**Te lezen fragment:**
______________________________
| |
| |
| |
Ziektemasker uit het Javaanse theater - Collectie KIT Tropenmuseum.
| |
| |
| |
De hele wereld binnen handbereik
Volkenkundige musea in Nederland
Paul Depondt
werd geboren in 1953 in Roeselare. Studeerde beeldende kunsten en journalistiek. Is redacteur boeken van het dagblad ‘de Volkskrant’. Publiceerde verschillende essays, gebundeld in ‘De droom van Bonaparte’ en ‘Open cahier’.
Adres: Lange Violettestraat 263 B, B-9000 Gent
Op de titelprent van de eerste editie van zijn door Hans Jakob Christoffel von Grimmelshausen opgetekende avonturen staat Simplicius Simplicissimus afgebeeld als een scharminkelige rariteit. Zijn lichaam heeft de vorm van een haan, hij heeft de poten van een rund en een eend, en een afgrijselijke geschubde vissenstaart. Op de prent houdt hij een boek vast, een encyclopedie met afbeeldingen van allerlei voorwerpen. De wereld openbaart zich voor Simplicissimus als een chaos. Hij noemt zich ‘zo briljant en volmaakt in de onwetendheid, dat ik niet eens in staat was te beseffen dat ik helemaal niets wist’.
Wat weten wij over vreemde culturen? Of over al lang verdwenen beschavingen? Het is gissen. Meer dan drie eeuwen geleden schreef de Amsterdammer Olfert Dapper, ‘de eerste afrikanist’, die begraven ligt onder de plavuizen van de Amsterdamse Noorderkerk, zijn Naukeurige Beschrijvinge der Afrikaensche Gewesten, het standaardwerk voor de zeeman en de koopman van de zeventiende eeuw. Hij schreef zijn handboek thuis. Dapper is nooit in Afrika geweest. Hij haalde zijn kennis uit boeken, hij bestudeerde oude kaarten, zeeroutes en globes. Zeemansverhalen en mysterieuze voorwerpen uit wonderbaarlijke curiositeitenkabinetten prikkelden zijn verbeelding.
______________________________
**Getoonde items:**
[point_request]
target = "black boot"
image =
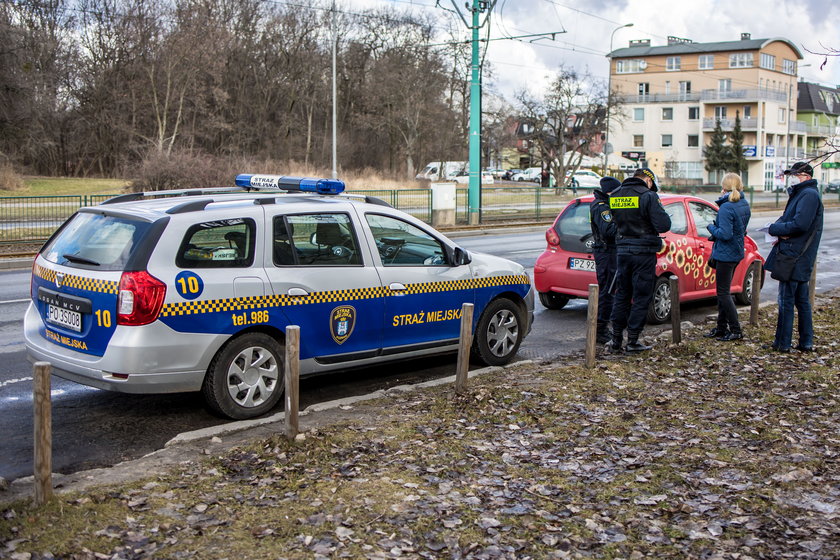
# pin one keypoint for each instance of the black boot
______________________________
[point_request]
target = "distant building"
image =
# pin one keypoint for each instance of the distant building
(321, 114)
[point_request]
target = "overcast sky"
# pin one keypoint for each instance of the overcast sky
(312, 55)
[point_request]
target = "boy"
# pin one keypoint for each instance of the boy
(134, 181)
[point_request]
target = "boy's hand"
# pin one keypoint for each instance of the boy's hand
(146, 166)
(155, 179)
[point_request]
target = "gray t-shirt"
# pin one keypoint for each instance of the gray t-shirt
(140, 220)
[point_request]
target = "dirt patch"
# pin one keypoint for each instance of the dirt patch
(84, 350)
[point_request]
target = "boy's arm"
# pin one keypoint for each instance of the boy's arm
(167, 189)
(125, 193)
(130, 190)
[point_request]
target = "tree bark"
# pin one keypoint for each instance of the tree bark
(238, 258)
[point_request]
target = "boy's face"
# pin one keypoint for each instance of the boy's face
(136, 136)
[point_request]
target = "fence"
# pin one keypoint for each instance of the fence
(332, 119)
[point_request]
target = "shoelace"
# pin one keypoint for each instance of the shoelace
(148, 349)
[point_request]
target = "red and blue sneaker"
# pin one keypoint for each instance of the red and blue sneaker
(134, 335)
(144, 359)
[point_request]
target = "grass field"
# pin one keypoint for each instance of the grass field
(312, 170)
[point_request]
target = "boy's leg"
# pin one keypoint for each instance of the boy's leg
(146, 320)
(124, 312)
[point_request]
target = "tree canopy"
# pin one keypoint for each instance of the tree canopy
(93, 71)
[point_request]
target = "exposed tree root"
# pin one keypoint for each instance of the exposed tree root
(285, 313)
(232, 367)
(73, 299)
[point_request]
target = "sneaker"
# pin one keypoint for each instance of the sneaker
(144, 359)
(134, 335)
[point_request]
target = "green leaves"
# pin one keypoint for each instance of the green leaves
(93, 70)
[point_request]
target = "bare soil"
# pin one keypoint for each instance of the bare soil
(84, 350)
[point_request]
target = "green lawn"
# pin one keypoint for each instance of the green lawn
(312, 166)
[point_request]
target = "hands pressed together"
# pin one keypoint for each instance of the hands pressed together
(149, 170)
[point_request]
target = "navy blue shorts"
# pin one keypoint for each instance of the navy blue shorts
______________________________
**Doelstelling:**
Schrijf uit het fragment over volkenkundige musea letterlijk het gedeelte over dat begint bij "Wat weten wij" en doorloopt tot en met "prikkelden zijn verbeelding.".

**Resultaat:**
Wat weten wij over vreemde culturen? Of over al lang verdwenen beschavingen? Het is gissen. Meer dan drie eeuwen geleden schreef de Amsterdammer Olfert Dapper, ‘de eerste afrikanist’, die begraven ligt onder de plavuizen van de Amsterdamse Noorderkerk, zijn Naukeurige Beschrijvinge der Afrikaensche Gewesten, het standaardwerk voor de zeeman en de koopman van de zeventiende eeuw. Hij schreef zijn handboek thuis. Dapper is nooit in Afrika geweest. Hij haalde zijn kennis uit boeken, hij bestudeerde oude kaarten, zeeroutes en globes. Zeemansverhalen en mysterieuze voorwerpen uit wonderbaarlijke curiositeitenkabinetten prikkelden zijn verbeelding.